# INSTRUCTIONS TO FOLLOW
Copy out all the data, word for word.

+--

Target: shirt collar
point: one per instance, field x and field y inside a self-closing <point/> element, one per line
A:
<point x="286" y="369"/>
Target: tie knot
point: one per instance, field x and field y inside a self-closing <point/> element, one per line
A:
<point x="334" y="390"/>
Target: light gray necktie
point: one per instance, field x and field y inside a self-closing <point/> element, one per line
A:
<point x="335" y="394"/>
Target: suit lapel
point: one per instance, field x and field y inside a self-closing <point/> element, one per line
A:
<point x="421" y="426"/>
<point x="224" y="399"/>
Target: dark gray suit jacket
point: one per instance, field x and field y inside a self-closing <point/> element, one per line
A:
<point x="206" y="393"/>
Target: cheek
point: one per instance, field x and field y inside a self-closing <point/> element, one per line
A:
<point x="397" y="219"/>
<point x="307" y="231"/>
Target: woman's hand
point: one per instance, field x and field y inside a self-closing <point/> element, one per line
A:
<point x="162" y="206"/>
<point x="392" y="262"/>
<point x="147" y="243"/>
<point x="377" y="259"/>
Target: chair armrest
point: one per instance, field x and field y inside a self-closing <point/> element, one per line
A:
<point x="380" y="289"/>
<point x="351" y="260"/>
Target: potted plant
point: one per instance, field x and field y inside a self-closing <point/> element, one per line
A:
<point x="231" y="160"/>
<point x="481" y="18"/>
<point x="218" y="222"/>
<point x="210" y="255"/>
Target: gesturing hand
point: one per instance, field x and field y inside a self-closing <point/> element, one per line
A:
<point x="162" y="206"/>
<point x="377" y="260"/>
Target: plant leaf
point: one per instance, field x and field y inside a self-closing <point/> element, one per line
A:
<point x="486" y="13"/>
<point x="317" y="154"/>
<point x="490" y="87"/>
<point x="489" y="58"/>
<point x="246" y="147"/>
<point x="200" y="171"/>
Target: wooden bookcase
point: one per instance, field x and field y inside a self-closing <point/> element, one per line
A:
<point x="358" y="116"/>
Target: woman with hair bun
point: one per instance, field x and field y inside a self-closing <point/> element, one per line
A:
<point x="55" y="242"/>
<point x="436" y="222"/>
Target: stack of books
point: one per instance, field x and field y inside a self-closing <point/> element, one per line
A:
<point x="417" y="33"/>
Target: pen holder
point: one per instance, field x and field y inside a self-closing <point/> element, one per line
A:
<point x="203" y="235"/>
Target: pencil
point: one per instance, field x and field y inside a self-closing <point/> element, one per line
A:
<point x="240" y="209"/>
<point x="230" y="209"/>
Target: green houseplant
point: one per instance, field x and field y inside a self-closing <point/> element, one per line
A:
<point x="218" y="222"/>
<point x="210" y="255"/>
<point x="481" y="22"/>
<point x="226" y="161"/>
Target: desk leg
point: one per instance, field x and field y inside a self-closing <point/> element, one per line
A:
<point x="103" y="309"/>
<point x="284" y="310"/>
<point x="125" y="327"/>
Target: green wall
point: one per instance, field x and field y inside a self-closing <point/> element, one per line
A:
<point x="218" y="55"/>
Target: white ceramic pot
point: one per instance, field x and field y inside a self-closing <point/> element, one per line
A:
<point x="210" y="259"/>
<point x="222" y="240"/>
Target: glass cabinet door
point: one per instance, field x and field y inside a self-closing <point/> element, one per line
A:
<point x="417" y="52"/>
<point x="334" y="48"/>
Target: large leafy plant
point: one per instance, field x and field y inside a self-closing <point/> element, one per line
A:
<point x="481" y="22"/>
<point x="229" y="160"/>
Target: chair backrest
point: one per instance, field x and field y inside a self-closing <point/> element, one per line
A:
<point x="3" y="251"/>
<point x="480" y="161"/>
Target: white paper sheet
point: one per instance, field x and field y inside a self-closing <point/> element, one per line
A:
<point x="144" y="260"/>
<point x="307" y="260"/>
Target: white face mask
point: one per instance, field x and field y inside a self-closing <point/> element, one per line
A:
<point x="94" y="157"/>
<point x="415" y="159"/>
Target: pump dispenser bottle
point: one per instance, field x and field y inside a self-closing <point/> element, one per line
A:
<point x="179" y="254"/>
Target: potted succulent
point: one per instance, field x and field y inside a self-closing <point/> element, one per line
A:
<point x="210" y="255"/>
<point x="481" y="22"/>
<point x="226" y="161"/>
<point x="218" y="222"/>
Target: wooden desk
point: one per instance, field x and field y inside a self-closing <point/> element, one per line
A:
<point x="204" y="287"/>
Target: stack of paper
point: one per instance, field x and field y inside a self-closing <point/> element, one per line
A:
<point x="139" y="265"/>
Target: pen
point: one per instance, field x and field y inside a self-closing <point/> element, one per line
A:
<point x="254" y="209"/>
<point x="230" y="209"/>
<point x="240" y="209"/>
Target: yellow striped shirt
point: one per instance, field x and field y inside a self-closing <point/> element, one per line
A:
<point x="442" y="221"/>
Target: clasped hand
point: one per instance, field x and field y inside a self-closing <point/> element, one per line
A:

+--

# TASK RESULT
Target: shirt collar
point: one per instance, field x and field y inside a self-closing <point/> element, one per line
A:
<point x="286" y="369"/>
Target: tie knot
point: one per instance, field x and field y inside a self-closing <point/> element, one per line
A:
<point x="334" y="390"/>
Target: light gray necktie
point: one per instance, field x and field y inside a self-closing <point/> element, one per line
A:
<point x="335" y="394"/>
Target: suit lapel
point: one per instance, field x and field y inside a self-closing <point/> element, one per line
A:
<point x="421" y="426"/>
<point x="224" y="399"/>
Target: dark gray suit jacket
point: one per instance, field x and field y inside a self-closing <point/> element, one per line
A:
<point x="206" y="393"/>
Target: cheek
point: one per instance, field x and field y inside a self-closing <point/> element, one per line
A:
<point x="397" y="219"/>
<point x="307" y="231"/>
Target: woman's hand
point: one per instance, field x and field y inside a self-closing <point/> element, one per line
A:
<point x="162" y="206"/>
<point x="392" y="262"/>
<point x="147" y="243"/>
<point x="377" y="259"/>
Target: chair armrest
point: one per instance, field x and field y inside a self-closing <point/> element, one per line
A:
<point x="380" y="289"/>
<point x="351" y="260"/>
Target: potted plant
point: one per instance, field x and field y inside a self-closing <point/> element, one per line
A:
<point x="231" y="160"/>
<point x="481" y="18"/>
<point x="218" y="222"/>
<point x="210" y="255"/>
Target: gesturing hand
point: one per instance, field x and field y inside a self-closing <point/> element, one per line
A:
<point x="162" y="206"/>
<point x="377" y="260"/>
Target: plant leaf
point: one per instance, field x and field y inside a self-closing <point/> element, one per line
A:
<point x="486" y="13"/>
<point x="317" y="154"/>
<point x="490" y="87"/>
<point x="489" y="58"/>
<point x="246" y="147"/>
<point x="200" y="171"/>
Target: wooden bookcase
point: one per instance, field x and field y inside a self-closing <point/> element, one per line
A:
<point x="358" y="116"/>
Target: woman with hair bun
point: one per instance, field x and field y inside a self-closing <point/> element, one per line
A:
<point x="55" y="242"/>
<point x="436" y="222"/>
Target: stack of books
point: one per instance, field x and field y inside a self-closing <point/> element, one per line
A:
<point x="417" y="33"/>
Target: pen holder
point: one per instance, field x and field y inside a self-closing <point/> element, one per line
A:
<point x="203" y="235"/>
Target: pencil
point: one per instance, field x and field y inside a self-closing <point/> element, one per line
A:
<point x="240" y="209"/>
<point x="230" y="209"/>
Target: green houseplant
point: one per instance, field x and field y inside a self-closing <point/> element, one per line
A:
<point x="218" y="222"/>
<point x="210" y="255"/>
<point x="481" y="22"/>
<point x="226" y="161"/>
Target: desk leg
point: one per instance, field x and field y inside a self-closing <point/> element, one per line
A:
<point x="103" y="309"/>
<point x="284" y="310"/>
<point x="125" y="327"/>
Target: green wall
point: one per instance, field x and field y inside a self-closing <point/> element, one per line
A:
<point x="218" y="55"/>
Target: white ceramic pot
point: one per instance, field x and field y inside a self-closing <point/> element, one per line
A:
<point x="210" y="259"/>
<point x="222" y="240"/>
Target: glass cabinet door
point: one per instance, field x and field y inside a self-closing <point/> element, one per line
A:
<point x="417" y="52"/>
<point x="334" y="48"/>
Target: large leafy plant
point: one per instance, field x and field y inside a self-closing <point/> element, one per line
A:
<point x="481" y="22"/>
<point x="229" y="160"/>
Target: chair backrest
point: one per instance, field x and field y inside a self-closing <point/> element, one per line
A:
<point x="3" y="251"/>
<point x="480" y="161"/>
Target: white paper sheet
point: one per instance, field x and field y inside a self-closing <point/> element, one per line
A:
<point x="144" y="260"/>
<point x="307" y="260"/>
Target: white face mask
point: one per instance, field x and field y inside a self-closing <point/> element, one per line
A:
<point x="94" y="157"/>
<point x="415" y="159"/>
Target: pump dispenser bottle
point: one per instance, field x and field y inside a self-closing <point/> element, one per line
A:
<point x="179" y="254"/>
Target: potted succulent
point: one per instance, field x and field y inside a self-closing <point/> element, one per line
A:
<point x="210" y="255"/>
<point x="481" y="22"/>
<point x="226" y="161"/>
<point x="218" y="222"/>
Target: wooden desk
point: one per instance, field x and field y inside a self-closing <point/> element, one per line
A:
<point x="204" y="287"/>
Target: stack of paper
point: one per instance, field x and field y inside a self-closing <point/> element, one per line
A:
<point x="139" y="265"/>
Target: pen
point: one per instance, field x and field y inside a self-closing <point/> element, one per line
A:
<point x="254" y="209"/>
<point x="230" y="209"/>
<point x="240" y="209"/>
Target: yellow striped shirt
point: one per instance, field x and field y inside a self-closing <point/> element, one per line
A:
<point x="442" y="221"/>
Target: clasped hand
point: one per instance, field x and field y inside a self-closing <point/> element, one per line
A:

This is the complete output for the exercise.